▸ **Records for this task**:
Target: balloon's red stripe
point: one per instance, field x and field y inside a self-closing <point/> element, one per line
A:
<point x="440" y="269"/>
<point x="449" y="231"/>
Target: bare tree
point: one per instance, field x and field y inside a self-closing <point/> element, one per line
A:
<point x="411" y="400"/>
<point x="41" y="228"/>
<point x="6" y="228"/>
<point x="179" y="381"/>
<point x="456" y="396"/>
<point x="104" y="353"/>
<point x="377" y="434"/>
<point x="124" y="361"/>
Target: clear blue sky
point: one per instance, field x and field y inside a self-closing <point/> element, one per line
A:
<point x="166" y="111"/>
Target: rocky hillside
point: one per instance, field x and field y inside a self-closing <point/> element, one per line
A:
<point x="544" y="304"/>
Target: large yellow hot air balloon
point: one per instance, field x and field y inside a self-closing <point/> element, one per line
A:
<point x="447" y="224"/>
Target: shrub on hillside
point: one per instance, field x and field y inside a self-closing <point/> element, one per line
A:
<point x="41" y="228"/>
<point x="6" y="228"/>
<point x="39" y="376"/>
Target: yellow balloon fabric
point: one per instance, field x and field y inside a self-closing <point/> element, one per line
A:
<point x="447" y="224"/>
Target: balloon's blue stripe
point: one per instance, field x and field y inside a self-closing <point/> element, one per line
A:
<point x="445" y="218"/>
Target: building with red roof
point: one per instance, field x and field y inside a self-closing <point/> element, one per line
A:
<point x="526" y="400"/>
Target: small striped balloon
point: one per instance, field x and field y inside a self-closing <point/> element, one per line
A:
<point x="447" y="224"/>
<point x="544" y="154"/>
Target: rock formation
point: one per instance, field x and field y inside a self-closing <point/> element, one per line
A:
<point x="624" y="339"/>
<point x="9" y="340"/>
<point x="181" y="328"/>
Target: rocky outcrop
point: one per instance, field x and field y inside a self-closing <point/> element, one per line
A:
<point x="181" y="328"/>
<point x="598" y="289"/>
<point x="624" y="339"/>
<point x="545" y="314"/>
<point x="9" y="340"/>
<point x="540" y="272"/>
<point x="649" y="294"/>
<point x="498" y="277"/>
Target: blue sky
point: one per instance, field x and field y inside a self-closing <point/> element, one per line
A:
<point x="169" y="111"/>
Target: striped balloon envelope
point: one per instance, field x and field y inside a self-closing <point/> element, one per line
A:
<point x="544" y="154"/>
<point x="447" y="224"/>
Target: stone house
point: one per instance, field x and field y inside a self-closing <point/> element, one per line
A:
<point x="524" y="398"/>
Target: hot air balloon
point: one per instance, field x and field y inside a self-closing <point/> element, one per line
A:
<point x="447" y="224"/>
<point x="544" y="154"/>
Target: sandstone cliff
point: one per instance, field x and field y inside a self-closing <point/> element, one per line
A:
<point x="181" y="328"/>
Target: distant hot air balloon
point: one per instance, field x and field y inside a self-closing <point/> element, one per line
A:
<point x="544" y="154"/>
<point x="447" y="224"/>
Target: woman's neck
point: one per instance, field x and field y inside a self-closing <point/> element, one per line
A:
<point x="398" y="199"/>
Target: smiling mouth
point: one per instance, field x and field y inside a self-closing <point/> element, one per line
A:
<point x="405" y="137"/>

▸ **Task**:
Work through the entries above and report the number of lines that include "blue", with nothing else.

▸ **Answer for this exercise**:
3